Work to do.
Please swap "teal collar" for "blue collar" throughout the rows below and write them out again, with nothing else changed.

Extracted information.
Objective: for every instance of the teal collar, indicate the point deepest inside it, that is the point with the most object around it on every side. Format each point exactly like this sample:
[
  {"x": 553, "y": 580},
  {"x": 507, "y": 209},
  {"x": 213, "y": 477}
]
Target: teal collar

Written solution.
Objective: for every instance of the blue collar, indicate the point deepest inside it, that is the point with the most object around it on every side. Format each point exactly like this sample:
[
  {"x": 553, "y": 580},
  {"x": 507, "y": 209},
  {"x": 213, "y": 477}
]
Target: blue collar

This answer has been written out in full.